Referring expression pointing data:
★ ★ ★ ★ ★ ★ ★

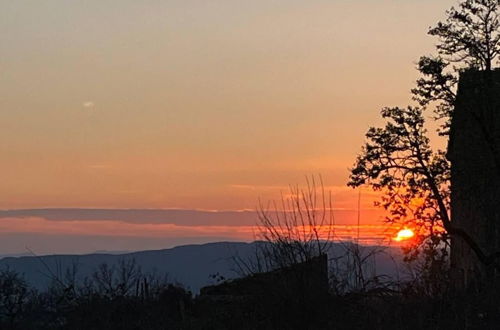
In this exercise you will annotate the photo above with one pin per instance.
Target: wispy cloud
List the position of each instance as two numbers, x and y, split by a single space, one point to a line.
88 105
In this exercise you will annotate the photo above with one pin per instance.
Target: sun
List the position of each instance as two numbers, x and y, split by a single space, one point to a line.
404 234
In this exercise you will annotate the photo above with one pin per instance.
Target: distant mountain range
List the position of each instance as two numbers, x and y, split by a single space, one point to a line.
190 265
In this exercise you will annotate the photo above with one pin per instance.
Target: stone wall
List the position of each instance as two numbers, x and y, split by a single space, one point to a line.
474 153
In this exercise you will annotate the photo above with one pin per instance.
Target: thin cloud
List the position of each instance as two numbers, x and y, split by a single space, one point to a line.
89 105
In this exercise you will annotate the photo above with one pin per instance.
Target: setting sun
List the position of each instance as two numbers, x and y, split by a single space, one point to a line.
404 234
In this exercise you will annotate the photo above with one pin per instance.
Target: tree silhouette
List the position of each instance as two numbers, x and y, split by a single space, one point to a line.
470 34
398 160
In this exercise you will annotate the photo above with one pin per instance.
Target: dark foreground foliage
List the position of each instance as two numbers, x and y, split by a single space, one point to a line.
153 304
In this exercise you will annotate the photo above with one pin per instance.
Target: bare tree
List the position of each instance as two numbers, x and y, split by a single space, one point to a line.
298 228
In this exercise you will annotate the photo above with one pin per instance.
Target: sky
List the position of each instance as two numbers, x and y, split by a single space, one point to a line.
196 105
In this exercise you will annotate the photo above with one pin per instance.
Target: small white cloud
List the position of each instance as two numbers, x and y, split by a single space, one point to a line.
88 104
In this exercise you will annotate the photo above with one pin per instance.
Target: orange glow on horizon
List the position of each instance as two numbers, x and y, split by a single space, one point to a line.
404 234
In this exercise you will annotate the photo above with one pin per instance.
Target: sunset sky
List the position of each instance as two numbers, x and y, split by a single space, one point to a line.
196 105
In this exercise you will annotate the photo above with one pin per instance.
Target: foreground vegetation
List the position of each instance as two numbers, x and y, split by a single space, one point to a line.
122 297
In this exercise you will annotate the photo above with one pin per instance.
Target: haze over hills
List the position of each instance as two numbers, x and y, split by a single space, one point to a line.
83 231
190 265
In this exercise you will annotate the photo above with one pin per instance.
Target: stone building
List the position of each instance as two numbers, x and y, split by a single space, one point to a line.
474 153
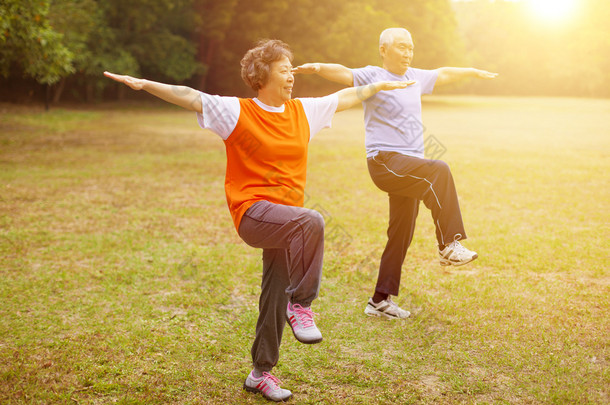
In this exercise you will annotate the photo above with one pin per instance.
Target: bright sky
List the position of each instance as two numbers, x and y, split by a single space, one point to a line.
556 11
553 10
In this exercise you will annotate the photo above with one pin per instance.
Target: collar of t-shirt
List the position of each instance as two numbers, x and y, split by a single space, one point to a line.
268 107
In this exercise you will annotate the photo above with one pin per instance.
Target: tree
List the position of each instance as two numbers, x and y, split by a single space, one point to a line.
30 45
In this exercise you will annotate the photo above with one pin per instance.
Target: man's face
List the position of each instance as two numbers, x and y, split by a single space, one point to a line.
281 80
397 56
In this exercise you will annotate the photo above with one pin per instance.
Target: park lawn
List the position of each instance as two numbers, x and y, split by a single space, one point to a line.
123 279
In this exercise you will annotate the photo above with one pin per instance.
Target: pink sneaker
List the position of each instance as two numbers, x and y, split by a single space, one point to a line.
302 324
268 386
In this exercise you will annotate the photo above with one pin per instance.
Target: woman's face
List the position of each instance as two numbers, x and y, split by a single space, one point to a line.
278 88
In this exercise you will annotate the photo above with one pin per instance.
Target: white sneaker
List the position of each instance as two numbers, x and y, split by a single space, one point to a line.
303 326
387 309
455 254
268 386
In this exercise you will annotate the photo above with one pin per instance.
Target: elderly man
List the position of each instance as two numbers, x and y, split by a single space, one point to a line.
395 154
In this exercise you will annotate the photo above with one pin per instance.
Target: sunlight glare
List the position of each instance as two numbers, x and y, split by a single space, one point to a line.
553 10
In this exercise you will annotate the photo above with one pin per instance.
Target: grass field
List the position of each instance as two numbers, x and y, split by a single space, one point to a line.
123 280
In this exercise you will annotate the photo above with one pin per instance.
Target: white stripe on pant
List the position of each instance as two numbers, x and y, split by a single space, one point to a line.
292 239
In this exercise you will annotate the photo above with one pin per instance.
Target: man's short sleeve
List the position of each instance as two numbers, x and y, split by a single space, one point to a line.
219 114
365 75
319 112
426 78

★ ★ ★ ★ ★ ★ ★

## Activity
Repeat the records above exactly, without any pictures.

## Your solution
In this exercise you will annotate the photo above with one pin per instance.
Target: wispy cloud
List the position of each instance as two numbers, x and y, split by a single space, one point to a line.
88 105
In this exercise you will annotate the photo above with one pin per instance.
Target: sun
List the position of each instance as two numbers, x and y, split by a single space, one point to a line.
404 234
In this exercise you will annotate the photo above with one pin per instance.
Target: distant mountain range
List the position of each instance as two numbers, x and y, split by a single space, one point to a line.
190 265
In this exercise you will annotate the photo above with one pin per instance.
Target: stone wall
List the position of each instance as two numbers, x and y, split by a single space, one point to a line.
474 153
In this exercise you will annotate the photo above with one pin per instance.
Target: thin cloud
List the position of each instance as two numbers, x and y, split by a single space, one point to a line.
89 105
In this exercise you will annotate the photo above with one pin per instance.
Target: setting sun
List the position of each instance as two numbers, x and y, split by a single space, one point to a line.
404 234
In this exercise you will annotate the photo above with one pin per instance.
Target: tree silhouette
List the position of each instance as two numbers, x and y, split by a single space, one point to a line.
470 34
398 160
In this exercise you will annotate the photo above with one pin per instance.
Target: dark foreground foliage
List the position of each instance as two numbers, x and y, split by a single space, one point to a line.
153 304
In this exercise you will annotate the photo above with one pin per instance.
Target: bare tree
List the position of each instance as two numbers, x and y, split by a single space, one point to a line.
298 228
In this exercise you will annotate the photo above with one pin per instance.
Target: sky
List the position of each instance as two numbers, x and y, split by a single space, one point to a line.
196 105
In this exercise you will annotate the photo above with one pin per instance.
Target: small white cloud
List the position of each instance as two numbers, x and y, split by a single space, one point to a line.
88 104
In this exercise you will annotate the photo above with one pin per instance.
Target: orange glow on horizon
List the position of each instance as two numbers, x and y, split by a single space, one point to a line.
404 234
In this exercise you will annotate the photo above with one pin per instance.
Target: sunset sky
List the position of each instance as two numbers, x and y, split by a single space, one point to a line.
196 105
In this exercise you will annotate the photo above with one pin per instance.
Target: foreground vegetation
List the position of each instance as two numbers, x and y, split by a single space, one point to a line.
122 297
In this exercise you will annotate the photo above with one pin per instance.
Target: haze over hills
List the position of each instance as two numbers, x and y, split by a single space, one point to a line.
83 231
190 265
In this exercise you will annotate the photo above with one pin per instance.
Target: stone building
List the position of each instance as two numbers, x and y, split by a single space, one point to a line.
474 153
In this exercise you will annotate the photo above with one pin per instance.
Target: bright sky
List the position of each instance as two numbers, x and y, split by a single space, one point to a line.
556 11
553 10
In this exercise you will annotate the photo above with one pin per instance.
Target: collar of t-shirt
List the position of each instance as two numbers, x and y, split by a single space, one point to a line.
268 107
In this exercise you will annotate the photo above with one pin per instance.
Target: tree
List the position of each instance as two numbers, x and y, split by a single space, one point to a line.
30 45
In this exercise you will annotate the photo above with one pin per instance.
Target: man's face
List the position of each instance as two numbers, x and y, split by a single space, one point to a line.
281 80
397 56
In this exercise you will annotate the photo above with one pin per instance.
Target: park lawn
List the position of each instance as two numbers, x and y, split by a single space, one point to a line.
123 279
In this exercise you will annotate the photo above with one pin per instance.
Target: pink sneaker
List the position of each instance as two numbers, x and y, split by a single space, one point to a line.
302 324
268 386
In this exercise you will annotate the photo above with one pin per instance.
Target: woman's face
List the position of each instance as two numbers, x and y, split by a single space, one point to a line.
278 88
In this exercise you will annotate the photo above with one pin per instance.
Target: white sneaker
List the position of each instance as two numbers, x and y, split by a single space, one point to a line.
303 326
387 309
455 254
268 386
In this exercise you will annotate the photo above with one pin per instance.
Target: elderly man
List the position of each instance as two numbers, x and y, split by a single space, one point to a line.
395 154
In this exercise you will annotate the photo above with one pin per instance.
Target: sunlight glare
List the position of each instance as two numbers, x and y, split by a single space, one point to a line.
553 10
In this exercise you will annotate the photo above with one pin per instance.
Target: grass field
List the position of each instance as two numbers, x and y, split by a single space, one point to a line.
123 280
In this exercise you will annotate the photo above with one pin per instance.
Target: white stripe on pant
List the position of each instance as two numbers, x and y, split by a single space, one point to a line.
292 239
In this exercise you will annotate the photo above with one pin per instance.
Target: man's short sleeve
List the position of each instance as two numbers, x and y, split by a single space, one point to a line.
219 114
365 75
319 112
426 78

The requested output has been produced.